- [Goal of the exercise]:
Gather every line in the items below that contains the string "suspension". Case matters.

- [Excerpted records]:

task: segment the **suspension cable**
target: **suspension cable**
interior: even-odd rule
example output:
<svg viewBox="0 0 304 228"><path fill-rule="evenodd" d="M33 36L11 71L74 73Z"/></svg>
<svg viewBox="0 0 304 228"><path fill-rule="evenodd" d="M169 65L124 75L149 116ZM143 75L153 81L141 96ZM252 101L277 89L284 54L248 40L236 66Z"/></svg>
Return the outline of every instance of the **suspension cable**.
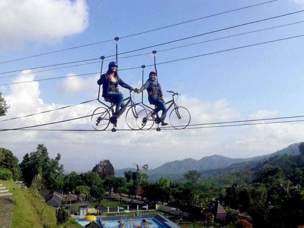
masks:
<svg viewBox="0 0 304 228"><path fill-rule="evenodd" d="M172 41L169 41L168 42L166 42L166 43L162 43L159 44L156 44L155 45L152 45L151 46L149 46L149 47L143 47L143 48L139 48L139 49L136 49L136 50L131 50L131 51L127 51L127 52L123 52L123 53L121 53L118 54L118 54L118 55L122 55L122 54L126 54L126 53L131 53L131 52L134 52L134 51L137 51L140 50L143 50L143 49L147 49L147 48L151 48L151 47L157 47L157 46L161 46L161 45L164 45L164 44L168 44L168 43L174 43L174 42L177 42L178 41L181 41L181 40L187 40L187 39L190 39L190 38L193 38L194 37L197 37L198 36L203 36L204 35L206 35L206 34L210 34L210 33L214 33L217 32L219 32L219 31L223 31L224 30L226 30L226 29L230 29L234 28L237 28L237 27L240 27L240 26L245 26L245 25L248 25L250 24L253 24L253 23L257 23L257 22L262 22L262 21L264 21L267 20L270 20L270 19L274 19L275 18L279 18L279 17L283 17L283 16L288 16L288 15L291 15L292 14L294 14L297 13L300 13L300 12L304 12L304 10L301 10L301 11L297 11L297 12L292 12L292 13L288 13L288 14L284 14L284 15L280 15L280 16L276 16L275 17L272 17L269 18L266 18L266 19L263 19L262 20L258 20L258 21L255 21L252 22L248 22L248 23L245 23L244 24L240 24L240 25L238 25L234 26L231 26L231 27L229 27L228 28L224 28L224 29L218 29L217 30L215 30L215 31L212 31L211 32L207 32L207 33L202 33L202 34L199 34L199 35L195 35L195 36L189 36L188 37L186 37L186 38L183 38L181 39L179 39L178 40L172 40ZM105 57L106 58L108 58L108 57L112 57L113 56L115 56L115 55L109 55L109 56L106 56ZM24 70L33 70L33 69L37 69L37 68L43 68L43 67L52 67L52 66L58 66L58 65L64 65L64 64L71 64L71 63L79 63L79 62L85 62L85 61L91 61L91 60L97 60L98 59L98 58L91 59L85 60L80 60L80 61L74 61L73 62L67 62L67 63L63 63L58 64L53 64L51 65L47 65L47 66L41 66L41 67L32 67L32 68L27 68L27 69L21 69L21 70L15 70L15 71L7 71L7 72L2 72L2 73L0 73L0 74L6 74L6 73L12 73L12 72L16 72L18 71L24 71Z"/></svg>
<svg viewBox="0 0 304 228"><path fill-rule="evenodd" d="M249 33L252 33L256 32L260 32L260 31L264 31L264 30L267 30L269 29L273 29L277 28L279 28L279 27L284 27L284 26L289 26L289 25L294 25L294 24L298 24L299 23L303 23L303 22L304 22L304 21L300 21L298 22L295 22L294 23L290 23L289 24L284 24L284 25L281 25L278 26L274 26L274 27L269 27L269 28L265 28L265 29L259 29L258 30L255 30L254 31L250 31L250 32L246 32L246 33L239 33L238 34L235 34L235 35L231 35L231 36L224 36L223 37L220 37L219 38L217 38L215 39L212 39L212 40L205 40L205 41L202 41L202 42L199 42L198 43L191 43L191 44L186 44L186 45L182 45L182 46L178 46L178 47L172 47L172 48L168 48L168 49L163 49L162 50L160 50L157 51L158 52L162 52L162 51L168 51L168 50L173 50L173 49L177 49L177 48L181 48L184 47L188 47L188 46L192 46L192 45L195 45L196 44L201 44L201 43L207 43L207 42L210 42L212 41L215 41L215 40L221 40L221 39L226 39L226 38L229 38L231 37L234 37L234 36L240 36L240 35L244 35L244 34L249 34ZM144 55L148 54L150 54L150 53L151 53L150 52L146 52L146 53L143 53L143 54L136 54L136 55L133 55L129 56L125 56L125 57L120 57L120 58L118 58L118 59L124 59L124 58L130 58L130 57L136 57L136 56L141 56L141 55ZM115 59L108 59L108 60L105 60L105 61L111 61L112 60L115 60ZM10 75L9 76L5 76L3 77L0 77L0 78L10 78L11 77L14 77L14 76L18 76L20 75L23 75L24 74L33 74L33 73L39 73L39 72L42 72L45 71L52 71L52 70L57 70L57 69L62 69L62 68L68 68L68 67L77 67L77 66L82 66L83 65L87 65L88 64L92 64L97 63L100 63L100 61L95 61L93 62L91 62L91 63L84 63L84 64L78 64L77 65L72 65L72 66L67 66L67 67L58 67L58 68L53 68L52 69L48 69L48 70L42 70L42 71L33 71L32 72L31 72L30 73L23 73L23 74L15 74L14 75Z"/></svg>
<svg viewBox="0 0 304 228"><path fill-rule="evenodd" d="M181 24L185 24L185 23L188 23L189 22L193 22L193 21L197 21L197 20L201 20L201 19L204 19L205 18L209 18L209 17L211 17L214 16L218 16L218 15L220 15L221 14L225 14L225 13L227 13L230 12L233 12L233 11L236 11L237 10L241 10L241 9L247 9L247 8L250 8L250 7L253 7L254 6L258 6L258 5L263 5L263 4L266 4L268 3L271 3L271 2L276 2L277 1L278 1L278 0L272 0L272 1L268 1L268 2L262 2L261 3L259 3L258 4L256 4L254 5L249 5L249 6L246 6L245 7L242 7L242 8L238 8L238 9L234 9L232 10L229 10L229 11L225 11L225 12L221 12L221 13L216 13L216 14L213 14L213 15L209 15L209 16L205 16L204 17L202 17L200 18L197 18L196 19L193 19L193 20L189 20L189 21L185 21L185 22L181 22L179 23L177 23L177 24L173 24L173 25L169 25L169 26L165 26L164 27L161 27L161 28L157 28L157 29L152 29L152 30L149 30L145 31L144 31L144 32L140 32L140 33L135 33L135 34L133 34L131 35L129 35L128 36L123 36L121 38L121 39L123 39L123 38L126 38L127 37L130 37L131 36L136 36L136 35L140 35L140 34L143 34L143 33L147 33L150 32L153 32L153 31L156 31L157 30L159 30L160 29L165 29L165 28L169 28L169 27L172 27L172 26L177 26L177 25L181 25ZM36 57L37 56L41 56L41 55L47 55L47 54L50 54L51 53L56 53L56 52L59 52L63 51L66 51L66 50L71 50L71 49L74 49L75 48L80 48L80 47L87 47L88 46L90 46L90 45L95 45L95 44L99 44L99 43L105 43L105 42L108 42L109 41L111 41L113 40L113 39L111 39L111 40L104 40L103 41L100 41L100 42L97 42L95 43L90 43L90 44L85 44L84 45L81 45L81 46L78 46L75 47L70 47L70 48L66 48L65 49L61 49L61 50L56 50L56 51L53 51L50 52L47 52L47 53L43 53L43 54L37 54L37 55L33 55L33 56L28 56L27 57L23 57L23 58L19 58L19 59L14 59L14 60L8 60L8 61L5 61L5 62L0 62L0 64L3 64L3 63L9 63L9 62L13 62L13 61L17 61L18 60L22 60L22 59L28 59L28 58L32 58L32 57Z"/></svg>
<svg viewBox="0 0 304 228"><path fill-rule="evenodd" d="M220 53L221 52L226 52L226 51L231 51L231 50L237 50L237 49L240 49L240 48L245 48L245 47L252 47L252 46L255 46L258 45L260 45L261 44L265 44L265 43L272 43L272 42L276 42L278 41L281 41L281 40L288 40L289 39L293 39L293 38L298 38L298 37L302 37L302 36L304 36L304 35L299 35L299 36L291 36L290 37L287 37L286 38L283 38L281 39L279 39L278 40L271 40L270 41L266 41L266 42L263 42L261 43L255 43L255 44L250 44L250 45L246 45L246 46L242 46L241 47L235 47L235 48L230 48L230 49L226 49L226 50L221 50L221 51L215 51L215 52L211 52L211 53L207 53L207 54L201 54L201 55L196 55L196 56L191 56L191 57L186 57L186 58L182 58L182 59L178 59L174 60L170 60L170 61L167 61L166 62L163 62L162 63L157 63L157 64L156 64L156 65L159 65L159 64L165 64L168 63L172 63L172 62L176 62L176 61L181 61L181 60L186 60L186 59L191 59L191 58L196 58L196 57L201 57L202 56L205 56L208 55L209 55L212 54L216 54L216 53ZM150 67L150 66L154 66L154 64L148 65L147 66L146 66L146 67ZM141 68L141 67L131 67L131 68L125 68L125 69L122 69L121 70L120 70L120 71L126 70L131 70L131 69L137 69L137 68ZM26 81L19 82L14 82L14 83L7 83L7 84L2 84L0 85L13 85L13 84L20 84L20 83L26 83L26 82L34 82L34 81L45 81L45 80L50 80L50 79L58 79L58 78L69 78L69 77L75 77L75 76L82 76L82 75L88 75L88 74L97 74L97 73L99 73L99 72L96 72L96 73L89 73L89 74L78 74L78 75L71 75L71 76L63 76L63 77L57 77L57 78L45 78L45 79L39 79L39 80L33 80L33 81Z"/></svg>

- [Output for this task]:
task: segment the **suspension cable**
target: **suspension cable**
Return the outline of every instance of the **suspension cable**.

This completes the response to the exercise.